Problem:
From the passage on devil facial tumor disease below, list every specific part of a devil's body named as a place where tumors appear or grow.

Excerpt to read:
□ □ □ □
Almost all Tasmanian devils are devastated by a lethal, transferrable, cancer-like disease called Devil Facial Tumor Disease (DFTD) that grows tumors on the face until the creature starves to death.
In 1996, many populations of Tasmanian devils were first recorded to be devastated by a new, usually lethal, cancer-like disease called Devil Facial Tumor Disease (DFTD) that was spreading rapidly throughout Tasmania. This transferrable cancer had a female origin and evolved different strains to quickly spread throughout the state. In 2014, a second type of DFTD was first recorded in the Channel area, this time having male origination. Today, nearly all devils of mating age or over are infected.
While there are differences between the two types of cancer, both DFTD 1 and 2 are contagious and fatal. Once infected, devils usually die within a few months of the cancer becoming visible. The tumors are first noticed in and around the mouth as small lesions or lumps, then develop into large tumors around the face and neck and sometimes even in other parts of the body. Badly affected devils have many tumors throughout the body. Sometimes, the tumors grow inside the mouth and push out the teeth, making it difficult for the devil to eat. Death results from starvation and the breakdown of organs and body functions as a result of the cancer.
There is some evidence that this disease is not new, but it is endemic to Tasmanian devils. Historical record and epidemiological modeling suggest that this epidemic may cycle through Tasmanian devil populations at 77-146 year intervals.
□ □ □ □
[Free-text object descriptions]
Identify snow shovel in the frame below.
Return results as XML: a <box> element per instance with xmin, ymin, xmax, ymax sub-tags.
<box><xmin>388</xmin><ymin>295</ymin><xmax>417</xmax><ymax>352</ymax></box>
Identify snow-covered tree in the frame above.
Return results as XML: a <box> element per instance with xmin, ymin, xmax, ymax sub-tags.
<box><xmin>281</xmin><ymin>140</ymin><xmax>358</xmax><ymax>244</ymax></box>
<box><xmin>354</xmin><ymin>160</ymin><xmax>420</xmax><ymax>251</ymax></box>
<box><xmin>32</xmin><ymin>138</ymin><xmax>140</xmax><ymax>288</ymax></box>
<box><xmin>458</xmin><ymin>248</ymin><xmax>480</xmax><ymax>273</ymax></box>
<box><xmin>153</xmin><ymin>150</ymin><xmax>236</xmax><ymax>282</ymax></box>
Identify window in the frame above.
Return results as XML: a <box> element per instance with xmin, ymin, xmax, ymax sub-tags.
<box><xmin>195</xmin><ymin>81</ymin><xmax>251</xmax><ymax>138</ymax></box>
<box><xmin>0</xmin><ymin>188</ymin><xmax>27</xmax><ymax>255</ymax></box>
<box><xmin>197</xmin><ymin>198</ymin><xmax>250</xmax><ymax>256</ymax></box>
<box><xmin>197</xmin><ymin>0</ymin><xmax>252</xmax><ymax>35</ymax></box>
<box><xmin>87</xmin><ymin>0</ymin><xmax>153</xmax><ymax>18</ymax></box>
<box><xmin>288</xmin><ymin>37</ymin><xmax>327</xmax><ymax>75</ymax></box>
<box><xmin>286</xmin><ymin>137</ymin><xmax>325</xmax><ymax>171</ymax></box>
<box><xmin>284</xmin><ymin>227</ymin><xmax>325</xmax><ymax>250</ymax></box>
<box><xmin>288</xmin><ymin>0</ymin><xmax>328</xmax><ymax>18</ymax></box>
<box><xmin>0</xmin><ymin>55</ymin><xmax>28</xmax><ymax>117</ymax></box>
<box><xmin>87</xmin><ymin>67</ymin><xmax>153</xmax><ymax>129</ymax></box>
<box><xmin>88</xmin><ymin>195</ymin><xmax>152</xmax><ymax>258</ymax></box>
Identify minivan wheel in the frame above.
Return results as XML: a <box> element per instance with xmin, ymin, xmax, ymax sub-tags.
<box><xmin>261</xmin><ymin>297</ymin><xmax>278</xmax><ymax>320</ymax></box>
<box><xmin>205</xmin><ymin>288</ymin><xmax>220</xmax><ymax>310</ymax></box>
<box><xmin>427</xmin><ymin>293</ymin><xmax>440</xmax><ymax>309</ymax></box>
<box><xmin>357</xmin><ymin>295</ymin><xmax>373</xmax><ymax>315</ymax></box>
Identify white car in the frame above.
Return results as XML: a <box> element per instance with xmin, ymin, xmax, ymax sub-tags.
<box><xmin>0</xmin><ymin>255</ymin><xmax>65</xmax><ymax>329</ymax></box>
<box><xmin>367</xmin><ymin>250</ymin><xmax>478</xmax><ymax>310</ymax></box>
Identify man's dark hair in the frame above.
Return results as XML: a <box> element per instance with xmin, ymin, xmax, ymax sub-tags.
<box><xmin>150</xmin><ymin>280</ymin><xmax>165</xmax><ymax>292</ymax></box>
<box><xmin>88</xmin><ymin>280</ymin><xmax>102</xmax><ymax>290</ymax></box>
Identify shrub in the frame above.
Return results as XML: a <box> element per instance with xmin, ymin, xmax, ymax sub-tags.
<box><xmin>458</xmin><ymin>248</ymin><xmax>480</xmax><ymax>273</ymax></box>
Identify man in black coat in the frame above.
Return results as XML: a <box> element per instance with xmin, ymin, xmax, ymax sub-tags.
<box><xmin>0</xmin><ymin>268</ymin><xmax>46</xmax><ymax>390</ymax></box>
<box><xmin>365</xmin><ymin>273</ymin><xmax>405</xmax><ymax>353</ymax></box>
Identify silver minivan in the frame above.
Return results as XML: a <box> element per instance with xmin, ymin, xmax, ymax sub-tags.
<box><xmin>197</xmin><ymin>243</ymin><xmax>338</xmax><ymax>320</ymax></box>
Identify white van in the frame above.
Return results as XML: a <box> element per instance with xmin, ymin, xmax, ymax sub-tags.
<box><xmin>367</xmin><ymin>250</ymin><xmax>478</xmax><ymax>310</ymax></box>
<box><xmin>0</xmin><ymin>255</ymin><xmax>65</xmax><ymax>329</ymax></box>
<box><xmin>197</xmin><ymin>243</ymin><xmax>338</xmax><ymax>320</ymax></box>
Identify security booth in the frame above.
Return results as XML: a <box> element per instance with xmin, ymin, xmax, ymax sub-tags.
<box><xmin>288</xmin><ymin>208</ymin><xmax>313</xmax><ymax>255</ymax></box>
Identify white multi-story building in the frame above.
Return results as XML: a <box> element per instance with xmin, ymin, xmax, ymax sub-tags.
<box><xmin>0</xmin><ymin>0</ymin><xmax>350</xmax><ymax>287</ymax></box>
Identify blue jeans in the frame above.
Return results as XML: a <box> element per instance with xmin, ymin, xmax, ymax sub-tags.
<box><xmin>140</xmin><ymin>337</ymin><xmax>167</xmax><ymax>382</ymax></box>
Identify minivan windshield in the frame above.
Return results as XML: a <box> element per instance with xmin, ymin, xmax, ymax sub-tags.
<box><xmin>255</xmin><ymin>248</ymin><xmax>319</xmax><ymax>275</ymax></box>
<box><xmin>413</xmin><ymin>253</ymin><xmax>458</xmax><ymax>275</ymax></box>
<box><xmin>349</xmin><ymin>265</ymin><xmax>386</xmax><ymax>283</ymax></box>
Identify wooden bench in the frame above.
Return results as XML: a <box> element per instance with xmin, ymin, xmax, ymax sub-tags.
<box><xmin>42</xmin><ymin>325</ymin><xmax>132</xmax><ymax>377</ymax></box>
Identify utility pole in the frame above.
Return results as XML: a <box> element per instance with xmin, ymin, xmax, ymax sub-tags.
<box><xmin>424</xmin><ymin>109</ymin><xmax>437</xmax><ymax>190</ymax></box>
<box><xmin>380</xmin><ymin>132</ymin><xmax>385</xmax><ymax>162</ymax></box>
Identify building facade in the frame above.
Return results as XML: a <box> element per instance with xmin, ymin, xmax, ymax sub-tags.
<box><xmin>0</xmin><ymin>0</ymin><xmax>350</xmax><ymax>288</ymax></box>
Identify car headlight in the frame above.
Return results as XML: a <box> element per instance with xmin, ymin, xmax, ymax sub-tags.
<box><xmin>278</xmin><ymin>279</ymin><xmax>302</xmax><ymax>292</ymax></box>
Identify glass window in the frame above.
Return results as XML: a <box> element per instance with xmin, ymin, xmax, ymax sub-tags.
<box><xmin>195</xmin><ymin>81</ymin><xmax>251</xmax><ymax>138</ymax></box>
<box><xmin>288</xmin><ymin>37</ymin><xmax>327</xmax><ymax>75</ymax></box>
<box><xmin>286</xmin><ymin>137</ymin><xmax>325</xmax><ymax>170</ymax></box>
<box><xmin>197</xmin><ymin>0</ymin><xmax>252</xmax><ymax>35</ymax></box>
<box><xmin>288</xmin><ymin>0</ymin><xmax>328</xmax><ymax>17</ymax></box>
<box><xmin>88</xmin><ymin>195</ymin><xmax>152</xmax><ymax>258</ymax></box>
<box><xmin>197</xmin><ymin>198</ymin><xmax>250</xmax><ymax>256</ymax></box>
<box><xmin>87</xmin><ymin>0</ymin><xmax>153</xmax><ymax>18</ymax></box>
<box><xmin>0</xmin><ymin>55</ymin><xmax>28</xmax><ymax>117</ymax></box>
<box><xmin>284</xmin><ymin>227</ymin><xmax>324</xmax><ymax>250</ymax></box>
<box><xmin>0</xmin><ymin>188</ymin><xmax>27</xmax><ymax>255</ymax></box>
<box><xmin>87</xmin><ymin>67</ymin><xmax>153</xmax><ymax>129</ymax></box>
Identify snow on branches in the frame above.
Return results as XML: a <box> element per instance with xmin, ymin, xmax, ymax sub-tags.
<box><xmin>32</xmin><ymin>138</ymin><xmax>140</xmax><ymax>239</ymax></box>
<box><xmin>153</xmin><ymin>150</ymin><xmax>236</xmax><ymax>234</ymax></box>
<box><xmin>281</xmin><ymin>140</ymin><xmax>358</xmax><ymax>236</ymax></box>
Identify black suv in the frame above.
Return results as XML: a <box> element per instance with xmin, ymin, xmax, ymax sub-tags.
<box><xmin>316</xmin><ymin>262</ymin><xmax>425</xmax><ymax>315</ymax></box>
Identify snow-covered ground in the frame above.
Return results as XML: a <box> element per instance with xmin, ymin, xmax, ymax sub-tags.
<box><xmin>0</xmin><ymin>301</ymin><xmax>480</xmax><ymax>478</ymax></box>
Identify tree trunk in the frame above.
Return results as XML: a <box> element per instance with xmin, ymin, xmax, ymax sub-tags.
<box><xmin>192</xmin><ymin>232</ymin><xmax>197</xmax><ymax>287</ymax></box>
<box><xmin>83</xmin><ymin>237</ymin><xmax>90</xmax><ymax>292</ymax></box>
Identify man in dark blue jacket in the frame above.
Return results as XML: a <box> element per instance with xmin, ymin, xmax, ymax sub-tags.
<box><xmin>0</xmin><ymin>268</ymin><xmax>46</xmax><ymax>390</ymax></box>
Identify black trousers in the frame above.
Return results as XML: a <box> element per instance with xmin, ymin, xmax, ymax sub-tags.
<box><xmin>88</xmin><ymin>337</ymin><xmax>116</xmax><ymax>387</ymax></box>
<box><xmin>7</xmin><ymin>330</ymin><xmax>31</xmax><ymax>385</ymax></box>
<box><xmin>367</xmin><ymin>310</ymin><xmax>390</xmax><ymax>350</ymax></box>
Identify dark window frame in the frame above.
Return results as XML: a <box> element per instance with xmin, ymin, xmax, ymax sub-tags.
□ □ □ □
Task solution:
Mouth, face, neck